I used to work in the mall when I was in college and one of the stores I worked at was right next to a Cinnabon.  I ate it every day for lunch!  That tells you the kind of metabolism I had at 19.  I ate a regular cinnabon and had a MochaLatta every day!  

Talk about fat and calories!  Yikes!

If I tried to do that now, I’d be 200 lbs in a year!  Not to mention, diabetic.  That’s a lot of sugar!  (But I didn’t care about any of that back then.)

I do these shops generally once every month or two.  I don’t always eat them either.  Sometimes I send it to my uncle or get one for my grandma.

This last time, though I did get one for me and, as I said, I got a regular cinnabon, but this was no ordinary cinnabon.  This was the biggest cinnabon I’ve ever seen!  It took me 3 days to eat it!

It was at least twice the size of a normal cinnabon.  It was good, too.  Well worth the money, especially since it was free to me!  

Saturday, January 24, 2009

Car & Computer Issues

Monday, I went out to my car to go to school.  I never made it to the computer lab. 

My car was completely dead. 

I had to wait several hours before I could try to jump it.  Well, my step-dad tried to jump it for me.  It juiced it enough for it to crank and the lights to go on, but not to start.

Since the battery is as old as the car (almost 8 years), we ended up getting a new battery. 

That didn’t do it either.

My step-dad thinks the fuel line is frozen.  Cars I have had in the past have had this happen.  They were old (1980 or 81) cars, so it made sense.  This car is a 2001 and I have never had a problem.

In fact, the car started Saturday and it was a lot colder Saturday.

We put a bottle of Heat in the car, but nothing.  I am going on day 3 without a car. 

It’s always something going wrong.

Yesterday, my power cord didn’t want to connect to my laptop.  After a couple of hours online, with everything opening so slowly, it stopped connecting and entrecard stopped working.

My Drops Inbox kept giving me errors, so I turned the computer off and came back a few hours later, but the same problem was happening.  A few hours later, I tried again and the same thing.  I decided to post a blog, but I kept getting an error there too.  Bah!

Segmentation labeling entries
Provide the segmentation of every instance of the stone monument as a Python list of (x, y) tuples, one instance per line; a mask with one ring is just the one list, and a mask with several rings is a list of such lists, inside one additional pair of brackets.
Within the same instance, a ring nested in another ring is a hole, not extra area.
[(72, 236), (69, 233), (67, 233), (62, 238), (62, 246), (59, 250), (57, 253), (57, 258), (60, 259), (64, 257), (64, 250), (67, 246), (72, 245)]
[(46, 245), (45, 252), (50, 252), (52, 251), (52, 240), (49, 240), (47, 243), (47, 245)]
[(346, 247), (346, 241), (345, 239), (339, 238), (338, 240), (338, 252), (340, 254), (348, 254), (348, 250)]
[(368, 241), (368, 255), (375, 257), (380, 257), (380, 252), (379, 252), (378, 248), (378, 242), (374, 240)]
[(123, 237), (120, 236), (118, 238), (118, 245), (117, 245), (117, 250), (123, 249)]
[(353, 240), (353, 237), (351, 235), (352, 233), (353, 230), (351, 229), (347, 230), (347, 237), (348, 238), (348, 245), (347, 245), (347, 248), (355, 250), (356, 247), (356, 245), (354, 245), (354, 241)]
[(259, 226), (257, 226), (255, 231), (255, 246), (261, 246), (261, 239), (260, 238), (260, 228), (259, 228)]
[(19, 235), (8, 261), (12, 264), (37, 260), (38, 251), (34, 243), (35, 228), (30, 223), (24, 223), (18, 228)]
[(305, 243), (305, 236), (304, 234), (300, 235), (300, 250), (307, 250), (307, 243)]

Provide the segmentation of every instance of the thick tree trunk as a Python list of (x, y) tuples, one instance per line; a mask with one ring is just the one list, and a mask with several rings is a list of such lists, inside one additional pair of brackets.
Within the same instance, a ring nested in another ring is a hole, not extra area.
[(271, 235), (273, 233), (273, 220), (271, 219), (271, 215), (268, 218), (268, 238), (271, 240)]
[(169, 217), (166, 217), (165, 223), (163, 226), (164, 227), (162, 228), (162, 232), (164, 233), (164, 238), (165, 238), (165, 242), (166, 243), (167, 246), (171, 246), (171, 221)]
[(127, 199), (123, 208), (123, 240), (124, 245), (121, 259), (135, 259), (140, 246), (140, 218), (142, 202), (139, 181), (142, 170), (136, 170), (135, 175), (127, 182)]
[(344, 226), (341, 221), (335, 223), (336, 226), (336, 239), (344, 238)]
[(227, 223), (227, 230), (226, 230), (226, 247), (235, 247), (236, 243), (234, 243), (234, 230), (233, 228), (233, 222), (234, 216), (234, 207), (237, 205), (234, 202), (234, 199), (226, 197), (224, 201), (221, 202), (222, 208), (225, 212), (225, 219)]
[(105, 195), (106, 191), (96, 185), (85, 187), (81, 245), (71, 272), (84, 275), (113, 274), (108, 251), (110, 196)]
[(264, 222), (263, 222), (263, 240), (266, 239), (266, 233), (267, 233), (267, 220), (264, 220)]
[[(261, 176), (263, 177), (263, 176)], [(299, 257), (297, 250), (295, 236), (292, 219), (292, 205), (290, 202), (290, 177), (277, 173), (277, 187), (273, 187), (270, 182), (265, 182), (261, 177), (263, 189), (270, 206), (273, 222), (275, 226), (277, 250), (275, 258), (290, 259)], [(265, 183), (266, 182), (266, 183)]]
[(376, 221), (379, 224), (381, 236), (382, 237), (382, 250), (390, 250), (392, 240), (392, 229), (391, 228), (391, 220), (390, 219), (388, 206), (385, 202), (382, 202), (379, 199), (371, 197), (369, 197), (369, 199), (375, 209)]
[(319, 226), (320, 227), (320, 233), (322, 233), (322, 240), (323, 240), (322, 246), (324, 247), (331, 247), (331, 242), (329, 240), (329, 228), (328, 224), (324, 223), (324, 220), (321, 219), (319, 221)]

◆ Exercise requirements:
[a] In the blog post, what did the writer's step-dad think was keeping the car from starting?
[b] Copy the blog post from "My Drops Inbox" up to and including "there too.  Bah!".
[c] Continue the blog post about car and computer troubles from the point where it stops.

◆ Answers to the exercise:
[a] A frozen fuel line.

[b]
My Drops Inbox kept giving me errors, so I turned the computer off and came back a few hours later, but the same problem was happening.  A few hours later, I tried again and the same thing.  I decided to post a blog, but I kept getting an error there too.  Bah!

[c]
Let’s see if today is any better.

Friday, January 23, 2009

MMM! Yum! Pancit!

My best friend since we were 5 is half-Chinese and half-Irish.  Her mom is Chinese but was raised in the Philippines.  Because of that, I grew up eating Filipino food around Filipino people. 

I never thought about it, it’s just the way I grew up.  Other people don’t like the food or don’t really know how to eat it.  The same with Chinese food or Japanese food.  I spent a lot of time in Chinatown with them and at various Asian food markets and whatnot.
 
My two favorite foods her mom made (my friend makes them now too) are Pancit and Chicken Adobo.  Actually, one time when we were kids, my friend’s mom and her Filipino friends called me an honorary Filipino because of the way I was eating it.  

Apparently, I was eating it like they do. 

A funny thing about growing up with all of them is that they are so small and I am so tall.

My best friend is 5’1.  Her dad is probably about 5’4.  Her mom is about 4’9.  I am 5’10.

The funniest part is that my friend and I were often asked if we were sisters, or even funnier, twins.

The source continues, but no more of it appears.